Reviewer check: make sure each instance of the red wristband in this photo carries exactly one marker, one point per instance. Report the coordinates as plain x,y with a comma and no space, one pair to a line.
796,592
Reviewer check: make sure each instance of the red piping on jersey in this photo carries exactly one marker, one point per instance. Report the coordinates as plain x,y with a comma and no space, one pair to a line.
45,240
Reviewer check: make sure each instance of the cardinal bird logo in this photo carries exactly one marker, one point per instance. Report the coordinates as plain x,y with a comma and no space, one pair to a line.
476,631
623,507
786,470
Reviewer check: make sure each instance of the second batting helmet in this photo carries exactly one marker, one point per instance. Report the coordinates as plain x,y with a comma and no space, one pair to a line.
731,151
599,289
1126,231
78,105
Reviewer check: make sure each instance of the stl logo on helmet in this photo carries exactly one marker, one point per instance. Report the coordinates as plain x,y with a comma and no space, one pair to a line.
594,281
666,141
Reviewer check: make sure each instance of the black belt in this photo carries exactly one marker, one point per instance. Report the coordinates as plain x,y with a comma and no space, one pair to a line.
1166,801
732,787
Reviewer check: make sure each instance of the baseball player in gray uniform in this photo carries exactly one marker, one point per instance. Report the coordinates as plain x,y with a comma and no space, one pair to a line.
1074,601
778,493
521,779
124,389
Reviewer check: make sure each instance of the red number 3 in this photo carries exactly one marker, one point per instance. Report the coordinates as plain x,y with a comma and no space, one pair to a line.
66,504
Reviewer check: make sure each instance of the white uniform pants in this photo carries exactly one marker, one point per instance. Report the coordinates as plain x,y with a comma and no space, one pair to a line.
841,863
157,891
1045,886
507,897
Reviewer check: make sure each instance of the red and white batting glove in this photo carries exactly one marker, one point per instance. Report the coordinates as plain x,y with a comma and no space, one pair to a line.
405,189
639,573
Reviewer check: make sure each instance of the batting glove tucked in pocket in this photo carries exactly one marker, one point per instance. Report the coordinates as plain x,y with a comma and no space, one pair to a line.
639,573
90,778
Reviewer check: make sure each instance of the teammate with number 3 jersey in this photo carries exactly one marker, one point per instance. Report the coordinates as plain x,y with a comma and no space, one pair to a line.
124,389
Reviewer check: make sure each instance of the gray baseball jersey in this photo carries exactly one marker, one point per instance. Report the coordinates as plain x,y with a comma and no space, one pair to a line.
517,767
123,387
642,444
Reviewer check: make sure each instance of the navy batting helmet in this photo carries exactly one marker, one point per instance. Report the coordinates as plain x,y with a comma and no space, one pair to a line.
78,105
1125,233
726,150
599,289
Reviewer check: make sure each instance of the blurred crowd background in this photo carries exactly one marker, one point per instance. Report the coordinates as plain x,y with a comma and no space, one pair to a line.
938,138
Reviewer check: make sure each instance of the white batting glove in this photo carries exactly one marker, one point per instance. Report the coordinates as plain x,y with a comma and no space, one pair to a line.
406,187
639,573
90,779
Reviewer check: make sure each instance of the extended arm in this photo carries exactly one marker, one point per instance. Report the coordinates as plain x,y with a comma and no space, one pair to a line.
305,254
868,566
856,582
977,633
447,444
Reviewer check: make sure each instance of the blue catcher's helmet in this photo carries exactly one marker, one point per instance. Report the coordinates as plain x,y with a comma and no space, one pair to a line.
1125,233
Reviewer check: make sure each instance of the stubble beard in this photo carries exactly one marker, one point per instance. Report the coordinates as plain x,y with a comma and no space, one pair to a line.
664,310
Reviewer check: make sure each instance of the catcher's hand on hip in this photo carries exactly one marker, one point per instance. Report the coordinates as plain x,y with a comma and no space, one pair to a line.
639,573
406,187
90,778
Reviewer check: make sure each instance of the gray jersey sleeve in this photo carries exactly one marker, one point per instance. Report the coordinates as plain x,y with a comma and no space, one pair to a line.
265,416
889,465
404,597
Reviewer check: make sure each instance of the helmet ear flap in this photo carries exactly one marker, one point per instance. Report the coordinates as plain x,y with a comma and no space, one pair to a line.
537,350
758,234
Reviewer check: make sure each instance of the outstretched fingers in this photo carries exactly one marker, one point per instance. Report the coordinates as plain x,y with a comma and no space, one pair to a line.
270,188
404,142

______________________________

Would you please copy out every line of the data exactly?

▶ YOUR RESPONSE:
Reviewer check: make sure each instance of the red wristband in this photo carries exactly one marker, one point per instance. Report the coordinates as plain x,y with a comma and no space, one pair to a line.
796,592
Reviewer check: make sure each instance of the red piping on jersey in this photo carries exactly one marker, one point per instance. Report the coordinates as plain x,y with a comma and no space, one pair to a line.
45,240
Reviewer check: make sure each instance of the cardinal bird logo in this photo carries exactly one marker, one point per instance. Report the coordinates as plain x,y with a comma and no space, one pair to a line.
476,631
623,507
786,470
Reviewer check: make sure each instance of the second batting helmet in this photo carries exactly one marker, one point per instance. Report the coordinates as plain x,y with a comma and no space, one pair to a line.
731,151
599,289
1126,231
78,105
Reviewer check: make sure each instance of the stl logo on helmet in this photo carries exactly one marker, one point per instance. Report the coordinates as plain x,y with a comma and no space, one pair to a line.
594,281
666,141
Reviewer check: make sure each instance of the black belt in this photo carries exactly one marker, one point per instance. Report the coordinates as plain x,y with a comma and no space, one pair to a line.
1166,801
732,787
Reviewer check: make sure each instance of the baseball player in gray uniform in this photo carries exactly one marker, one point per instance. Report the coordinates as plain x,y with a comma and no space, one pair to a line.
1074,601
778,493
521,779
124,389
Reviewer check: make sure each instance of the red number 3 in this photo carries exactly one marker, one point per instance. Report the coordinates as plain x,y with a comma and no space, one pair to a line.
66,504
Reviewer check: make sure each instance of the white uniform pants in this photo carries exactly one marker, one point per instance. Report the coordinates as plain x,y with a comma and no space, one pair to a line.
841,863
157,891
1045,886
507,897
Reviewer check: make sure each instance of the red and white batting glove in this photo carries exactly one marker, one point per instance. Report the coordinates as plain x,y with a comma and no space, one pair to a line.
405,189
639,573
Reviewer check: make sure each instance of the batting glove tucked in pocket in this photo carries exactly one marker, one point per instance. Report the coordinates as plain x,y with a comma and no space, one pair to a line.
639,573
90,778
Reviewer check: make sure each instance of the teammate with number 3 jersey in this photo carries exactly one marker, one point per instance. Report the coordinates as plain x,y with a comma and no space, one pair to a line.
124,389
Reviewer check: make sure each instance of the gray baseball jersey in this photo carries exactly one marker, one point per instance. Report the coordinates as plain x,y with a comma and no space, one pair to a line.
517,767
123,387
642,444
Reviewer check: make sure each instance of the navy batting helmet in this photo carries exactly one marker, one point per instance. Report the coordinates as plain x,y with a comma and no space, one pair to a line.
78,105
1125,233
726,150
599,289
Reviewer check: make sure each instance of the blurred crowd background in this photo carries exactly one marker, one point per instance. Report the coordinates as plain x,y with a comma and no space, one pair to a line.
938,138
Reviewer check: make sure each instance of the white batting glove in this photo carries exactly one marker, one point per instance. Report the coordinates as plain x,y with a comma and no space, one pair to a line.
406,187
639,573
90,779
Reviewer check: make sure each instance of the extended arm in this photo carries exactly one marker, one point per instance. Report the coordinates as plain x,y with a comma and no space, one pair to a line.
305,254
868,566
856,582
977,633
447,444
Reviewer check: make sure each instance of the blue catcher's helmet in this photo carries exactly one marker, one point per instance. Report the coordinates as plain x,y with a comma and no space, one pair to a line.
1125,233
Reviewer check: make sure each instance of the stubble beard in this photo carries exactly one marker, one point per instance. Report the coordinates as plain x,y with a comma and no space, one pair to a line.
664,310
Reviewer check: make sure each instance of the catcher's hand on hip in this photo carries exactly one marker, one point per instance. Report the coordinates as plain x,y with a comma and no space, one pair to a line.
639,573
406,187
90,778
Reviewer check: make sure each instance of the gray jersey sleeve in this photo carries exactly one marker, one point per instance. Report the coordinates as plain x,y with a comma and no space, one pair to a line.
265,416
889,465
404,597
Reviewer check: make sure each instance of the helmet ear flap in this photo carries exactly one marker, one point per instance. Report the coordinates as plain x,y with a comma and no space, one pair to a line.
537,350
758,234
Reviewer check: make sure each instance of the outstretched fingers in this photo carries exactly one marker, one point per instance. Report the coordinates as plain x,y with a comma and no space, one pair to a line.
270,188
404,142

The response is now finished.